_Stated problem_
Arrange the listing starting at "One marker per instance of the red t-shirt" and ending at "584), (600, 123)]" as a two-column CSV with the headers instruction and points. Give one row per instruction, with each value in a single quoted field and line breaks replaced by spaces.
==== Extracted data
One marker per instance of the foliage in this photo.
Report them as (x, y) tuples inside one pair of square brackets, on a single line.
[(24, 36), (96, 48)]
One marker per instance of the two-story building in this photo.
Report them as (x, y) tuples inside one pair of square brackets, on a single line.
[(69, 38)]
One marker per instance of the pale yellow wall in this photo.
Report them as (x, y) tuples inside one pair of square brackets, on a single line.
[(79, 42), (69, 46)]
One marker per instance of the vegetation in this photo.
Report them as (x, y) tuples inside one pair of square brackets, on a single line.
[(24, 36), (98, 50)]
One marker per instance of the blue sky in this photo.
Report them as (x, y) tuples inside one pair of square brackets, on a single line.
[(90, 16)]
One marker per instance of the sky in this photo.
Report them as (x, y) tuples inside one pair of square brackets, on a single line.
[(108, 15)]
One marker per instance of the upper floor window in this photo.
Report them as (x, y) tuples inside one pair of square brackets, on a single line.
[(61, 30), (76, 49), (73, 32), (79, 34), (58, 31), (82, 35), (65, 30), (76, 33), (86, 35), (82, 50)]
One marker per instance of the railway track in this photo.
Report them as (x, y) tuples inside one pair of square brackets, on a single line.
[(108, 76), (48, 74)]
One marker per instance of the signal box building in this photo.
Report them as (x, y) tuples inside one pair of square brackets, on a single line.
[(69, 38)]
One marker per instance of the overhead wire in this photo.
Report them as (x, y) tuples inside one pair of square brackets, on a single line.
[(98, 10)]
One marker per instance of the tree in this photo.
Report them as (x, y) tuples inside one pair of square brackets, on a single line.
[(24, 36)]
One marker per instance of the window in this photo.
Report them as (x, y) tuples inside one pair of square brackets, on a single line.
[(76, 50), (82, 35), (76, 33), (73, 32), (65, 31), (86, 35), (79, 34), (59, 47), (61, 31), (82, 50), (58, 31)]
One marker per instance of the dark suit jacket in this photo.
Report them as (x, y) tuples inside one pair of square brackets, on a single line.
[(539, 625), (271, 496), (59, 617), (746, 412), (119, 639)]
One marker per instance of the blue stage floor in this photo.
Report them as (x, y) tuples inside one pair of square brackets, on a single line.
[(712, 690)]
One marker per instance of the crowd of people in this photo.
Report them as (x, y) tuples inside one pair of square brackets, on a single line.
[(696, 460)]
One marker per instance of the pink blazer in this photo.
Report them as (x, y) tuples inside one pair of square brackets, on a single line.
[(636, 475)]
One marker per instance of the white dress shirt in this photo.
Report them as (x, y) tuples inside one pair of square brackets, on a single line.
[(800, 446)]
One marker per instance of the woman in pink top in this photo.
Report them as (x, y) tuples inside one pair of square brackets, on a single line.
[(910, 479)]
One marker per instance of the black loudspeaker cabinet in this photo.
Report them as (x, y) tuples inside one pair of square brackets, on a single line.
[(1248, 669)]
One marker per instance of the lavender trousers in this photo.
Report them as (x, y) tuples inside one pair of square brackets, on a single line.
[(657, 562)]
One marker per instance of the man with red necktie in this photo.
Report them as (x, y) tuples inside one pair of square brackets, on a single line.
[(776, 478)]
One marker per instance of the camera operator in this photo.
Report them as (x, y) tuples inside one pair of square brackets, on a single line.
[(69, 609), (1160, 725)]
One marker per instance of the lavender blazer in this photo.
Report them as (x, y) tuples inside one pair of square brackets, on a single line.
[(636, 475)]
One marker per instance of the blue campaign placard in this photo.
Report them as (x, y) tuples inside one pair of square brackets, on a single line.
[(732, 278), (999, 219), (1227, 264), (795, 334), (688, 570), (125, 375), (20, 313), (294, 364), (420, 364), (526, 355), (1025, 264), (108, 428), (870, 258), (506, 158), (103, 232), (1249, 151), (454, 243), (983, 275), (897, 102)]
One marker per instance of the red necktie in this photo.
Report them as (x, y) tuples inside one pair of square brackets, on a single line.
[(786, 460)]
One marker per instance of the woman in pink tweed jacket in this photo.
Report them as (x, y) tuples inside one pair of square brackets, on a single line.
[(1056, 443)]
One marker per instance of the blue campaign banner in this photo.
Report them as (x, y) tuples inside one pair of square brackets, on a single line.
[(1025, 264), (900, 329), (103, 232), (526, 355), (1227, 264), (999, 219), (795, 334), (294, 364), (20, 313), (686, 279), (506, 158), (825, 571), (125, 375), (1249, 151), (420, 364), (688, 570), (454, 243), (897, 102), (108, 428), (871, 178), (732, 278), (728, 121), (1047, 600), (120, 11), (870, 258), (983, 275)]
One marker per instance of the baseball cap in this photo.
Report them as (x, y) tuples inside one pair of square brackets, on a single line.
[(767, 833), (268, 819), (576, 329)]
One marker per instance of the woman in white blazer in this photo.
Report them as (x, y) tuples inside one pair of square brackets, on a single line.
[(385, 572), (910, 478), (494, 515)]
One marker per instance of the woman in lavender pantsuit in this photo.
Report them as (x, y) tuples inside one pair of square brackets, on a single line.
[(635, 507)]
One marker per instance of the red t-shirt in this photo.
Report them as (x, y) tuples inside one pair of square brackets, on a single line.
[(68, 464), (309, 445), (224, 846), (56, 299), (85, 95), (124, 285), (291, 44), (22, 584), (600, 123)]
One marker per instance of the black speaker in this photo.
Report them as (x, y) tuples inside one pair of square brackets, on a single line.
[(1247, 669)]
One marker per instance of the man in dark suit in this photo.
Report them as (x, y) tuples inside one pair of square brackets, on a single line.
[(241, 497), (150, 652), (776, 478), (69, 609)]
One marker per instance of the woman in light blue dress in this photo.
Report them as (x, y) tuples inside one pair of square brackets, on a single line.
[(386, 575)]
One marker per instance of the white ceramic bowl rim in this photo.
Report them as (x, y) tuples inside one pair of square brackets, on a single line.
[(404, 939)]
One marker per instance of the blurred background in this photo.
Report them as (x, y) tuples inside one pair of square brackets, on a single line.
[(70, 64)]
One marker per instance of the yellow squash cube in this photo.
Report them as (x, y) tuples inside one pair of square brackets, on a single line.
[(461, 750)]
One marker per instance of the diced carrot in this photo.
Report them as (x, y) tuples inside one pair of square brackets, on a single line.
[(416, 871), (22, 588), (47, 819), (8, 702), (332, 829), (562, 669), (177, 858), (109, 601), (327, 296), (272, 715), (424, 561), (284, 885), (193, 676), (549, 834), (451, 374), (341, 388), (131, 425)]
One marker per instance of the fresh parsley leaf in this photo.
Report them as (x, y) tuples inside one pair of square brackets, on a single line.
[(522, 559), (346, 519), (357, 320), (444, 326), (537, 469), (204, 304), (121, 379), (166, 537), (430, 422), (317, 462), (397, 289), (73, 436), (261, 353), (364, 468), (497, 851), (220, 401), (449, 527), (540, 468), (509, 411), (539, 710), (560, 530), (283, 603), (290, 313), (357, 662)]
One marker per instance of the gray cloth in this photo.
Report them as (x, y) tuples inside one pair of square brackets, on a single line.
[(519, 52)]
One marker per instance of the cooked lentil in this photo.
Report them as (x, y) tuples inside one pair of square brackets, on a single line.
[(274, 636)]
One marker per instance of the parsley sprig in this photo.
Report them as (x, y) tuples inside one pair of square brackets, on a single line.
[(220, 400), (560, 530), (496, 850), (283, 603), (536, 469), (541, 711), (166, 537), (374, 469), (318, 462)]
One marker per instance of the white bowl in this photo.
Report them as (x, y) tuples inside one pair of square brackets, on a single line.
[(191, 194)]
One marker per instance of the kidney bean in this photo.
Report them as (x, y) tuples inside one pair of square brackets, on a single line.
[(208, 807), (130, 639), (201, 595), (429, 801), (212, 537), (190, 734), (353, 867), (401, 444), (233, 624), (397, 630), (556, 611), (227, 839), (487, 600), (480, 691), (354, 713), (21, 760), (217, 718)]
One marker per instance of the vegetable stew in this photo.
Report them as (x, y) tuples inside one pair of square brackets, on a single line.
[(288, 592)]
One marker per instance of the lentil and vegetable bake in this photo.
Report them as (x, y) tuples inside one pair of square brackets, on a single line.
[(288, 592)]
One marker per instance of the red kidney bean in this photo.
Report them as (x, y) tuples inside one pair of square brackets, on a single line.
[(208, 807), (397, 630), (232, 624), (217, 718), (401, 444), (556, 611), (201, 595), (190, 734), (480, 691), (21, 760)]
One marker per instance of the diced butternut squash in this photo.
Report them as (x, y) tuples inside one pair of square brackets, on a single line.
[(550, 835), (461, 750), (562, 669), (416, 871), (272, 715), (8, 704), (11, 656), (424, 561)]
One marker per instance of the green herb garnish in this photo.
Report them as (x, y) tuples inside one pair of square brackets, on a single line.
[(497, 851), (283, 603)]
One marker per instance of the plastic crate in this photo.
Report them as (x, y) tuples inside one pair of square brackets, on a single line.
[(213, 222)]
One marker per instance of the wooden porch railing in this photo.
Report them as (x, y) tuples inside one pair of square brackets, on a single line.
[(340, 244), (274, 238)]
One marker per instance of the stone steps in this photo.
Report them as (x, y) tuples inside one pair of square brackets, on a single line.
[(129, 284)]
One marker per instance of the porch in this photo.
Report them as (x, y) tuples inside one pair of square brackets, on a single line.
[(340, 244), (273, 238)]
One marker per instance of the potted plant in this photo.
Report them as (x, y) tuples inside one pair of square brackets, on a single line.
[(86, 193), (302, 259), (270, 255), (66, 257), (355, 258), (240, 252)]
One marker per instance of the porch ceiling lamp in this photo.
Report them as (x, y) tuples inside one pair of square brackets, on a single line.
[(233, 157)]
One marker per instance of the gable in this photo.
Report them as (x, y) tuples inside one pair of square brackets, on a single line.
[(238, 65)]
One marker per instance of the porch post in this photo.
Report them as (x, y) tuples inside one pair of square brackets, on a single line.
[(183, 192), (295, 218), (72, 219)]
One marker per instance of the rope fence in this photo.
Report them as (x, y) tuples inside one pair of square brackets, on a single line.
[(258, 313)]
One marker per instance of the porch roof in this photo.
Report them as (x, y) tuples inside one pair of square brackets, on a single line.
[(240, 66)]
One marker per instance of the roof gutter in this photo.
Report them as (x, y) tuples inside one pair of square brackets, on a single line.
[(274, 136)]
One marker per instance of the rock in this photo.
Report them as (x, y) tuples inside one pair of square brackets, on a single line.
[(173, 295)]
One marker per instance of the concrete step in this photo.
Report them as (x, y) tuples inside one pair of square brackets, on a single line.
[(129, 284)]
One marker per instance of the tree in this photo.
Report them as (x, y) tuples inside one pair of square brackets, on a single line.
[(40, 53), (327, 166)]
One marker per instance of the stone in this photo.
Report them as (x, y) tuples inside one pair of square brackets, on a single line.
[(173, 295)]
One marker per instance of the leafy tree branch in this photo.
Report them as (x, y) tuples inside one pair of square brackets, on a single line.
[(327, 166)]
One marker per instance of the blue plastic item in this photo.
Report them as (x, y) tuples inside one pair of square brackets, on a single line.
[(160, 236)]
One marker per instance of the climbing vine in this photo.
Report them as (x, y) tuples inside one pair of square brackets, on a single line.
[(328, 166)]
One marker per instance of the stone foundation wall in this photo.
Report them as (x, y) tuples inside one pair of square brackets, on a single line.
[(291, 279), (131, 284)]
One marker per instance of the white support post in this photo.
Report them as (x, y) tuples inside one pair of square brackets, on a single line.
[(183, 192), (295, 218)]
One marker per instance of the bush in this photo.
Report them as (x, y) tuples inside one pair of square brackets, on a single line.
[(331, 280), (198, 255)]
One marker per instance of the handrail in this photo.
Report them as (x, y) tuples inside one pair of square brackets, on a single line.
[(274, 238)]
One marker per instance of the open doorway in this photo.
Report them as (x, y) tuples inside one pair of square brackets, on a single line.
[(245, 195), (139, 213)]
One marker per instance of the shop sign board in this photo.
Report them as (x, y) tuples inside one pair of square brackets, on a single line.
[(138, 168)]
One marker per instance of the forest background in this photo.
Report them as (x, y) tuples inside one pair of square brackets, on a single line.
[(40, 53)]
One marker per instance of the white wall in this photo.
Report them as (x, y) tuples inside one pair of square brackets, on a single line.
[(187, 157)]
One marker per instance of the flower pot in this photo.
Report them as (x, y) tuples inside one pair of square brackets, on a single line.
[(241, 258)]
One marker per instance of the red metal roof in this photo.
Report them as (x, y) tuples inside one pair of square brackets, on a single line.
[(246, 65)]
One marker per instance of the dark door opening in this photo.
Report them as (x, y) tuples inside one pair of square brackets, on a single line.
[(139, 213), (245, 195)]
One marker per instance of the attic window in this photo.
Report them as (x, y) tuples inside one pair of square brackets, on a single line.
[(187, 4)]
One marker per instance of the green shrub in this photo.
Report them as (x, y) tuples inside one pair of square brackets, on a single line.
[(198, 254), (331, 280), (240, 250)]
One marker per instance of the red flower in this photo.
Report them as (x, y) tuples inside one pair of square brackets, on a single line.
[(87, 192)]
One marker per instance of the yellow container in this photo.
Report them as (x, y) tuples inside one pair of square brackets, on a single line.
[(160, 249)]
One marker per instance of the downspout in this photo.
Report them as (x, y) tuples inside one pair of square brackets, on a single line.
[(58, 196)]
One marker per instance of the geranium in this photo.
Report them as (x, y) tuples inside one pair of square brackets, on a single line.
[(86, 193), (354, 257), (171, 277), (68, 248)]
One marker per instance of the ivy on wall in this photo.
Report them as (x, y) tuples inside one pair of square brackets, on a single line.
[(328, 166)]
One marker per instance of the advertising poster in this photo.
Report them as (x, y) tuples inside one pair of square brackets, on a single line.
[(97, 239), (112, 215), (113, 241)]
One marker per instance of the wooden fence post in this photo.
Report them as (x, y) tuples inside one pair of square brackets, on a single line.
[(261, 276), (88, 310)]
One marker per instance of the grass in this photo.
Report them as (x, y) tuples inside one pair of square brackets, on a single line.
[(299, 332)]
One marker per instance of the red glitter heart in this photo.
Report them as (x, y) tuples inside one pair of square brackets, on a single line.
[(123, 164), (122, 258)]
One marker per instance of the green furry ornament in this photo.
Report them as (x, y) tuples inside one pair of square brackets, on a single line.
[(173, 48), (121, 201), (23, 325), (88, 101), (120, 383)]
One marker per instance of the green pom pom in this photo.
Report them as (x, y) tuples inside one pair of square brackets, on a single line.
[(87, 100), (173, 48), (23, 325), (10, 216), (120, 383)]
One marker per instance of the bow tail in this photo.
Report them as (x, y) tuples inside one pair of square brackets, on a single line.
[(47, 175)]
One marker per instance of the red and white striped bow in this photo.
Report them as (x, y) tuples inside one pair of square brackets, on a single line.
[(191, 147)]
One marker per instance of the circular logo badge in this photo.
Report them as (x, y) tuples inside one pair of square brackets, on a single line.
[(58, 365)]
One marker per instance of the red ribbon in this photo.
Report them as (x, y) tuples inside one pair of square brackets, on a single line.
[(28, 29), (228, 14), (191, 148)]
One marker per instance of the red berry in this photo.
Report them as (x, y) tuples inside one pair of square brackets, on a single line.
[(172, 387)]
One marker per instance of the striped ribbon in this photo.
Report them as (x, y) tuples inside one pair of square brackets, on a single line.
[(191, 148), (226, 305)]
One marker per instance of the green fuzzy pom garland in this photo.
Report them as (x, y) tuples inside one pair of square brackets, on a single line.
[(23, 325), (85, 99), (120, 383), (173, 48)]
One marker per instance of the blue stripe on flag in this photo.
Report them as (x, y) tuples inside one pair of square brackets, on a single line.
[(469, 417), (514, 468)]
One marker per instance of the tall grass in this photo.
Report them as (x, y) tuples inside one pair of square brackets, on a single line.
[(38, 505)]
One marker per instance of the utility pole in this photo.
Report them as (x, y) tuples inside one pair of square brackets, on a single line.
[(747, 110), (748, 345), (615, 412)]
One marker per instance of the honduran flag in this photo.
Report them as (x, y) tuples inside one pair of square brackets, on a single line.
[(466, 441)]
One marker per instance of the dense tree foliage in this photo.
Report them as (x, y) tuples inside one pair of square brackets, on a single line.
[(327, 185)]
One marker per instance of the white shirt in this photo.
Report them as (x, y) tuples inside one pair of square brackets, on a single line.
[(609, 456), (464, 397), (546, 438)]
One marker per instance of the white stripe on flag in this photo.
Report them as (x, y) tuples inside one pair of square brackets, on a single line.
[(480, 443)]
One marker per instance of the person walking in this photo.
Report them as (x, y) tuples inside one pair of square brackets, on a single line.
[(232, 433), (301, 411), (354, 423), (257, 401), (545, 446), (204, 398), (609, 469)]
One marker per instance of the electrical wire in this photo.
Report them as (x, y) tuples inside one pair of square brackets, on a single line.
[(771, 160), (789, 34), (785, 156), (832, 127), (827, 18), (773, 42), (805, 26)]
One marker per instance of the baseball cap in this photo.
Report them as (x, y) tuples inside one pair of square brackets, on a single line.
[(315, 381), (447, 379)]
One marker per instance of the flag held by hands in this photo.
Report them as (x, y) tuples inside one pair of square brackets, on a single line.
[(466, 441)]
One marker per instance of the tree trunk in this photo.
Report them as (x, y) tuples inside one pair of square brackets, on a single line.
========
_Task answer_
instruction,points
"One marker per instance of the red t-shirt in this photo. Report them as (x, y) tuples inside one pair of square brackets, on a single line.","[(68, 464), (309, 445), (224, 846), (56, 299), (85, 95), (124, 285), (291, 44), (22, 584), (600, 123)]"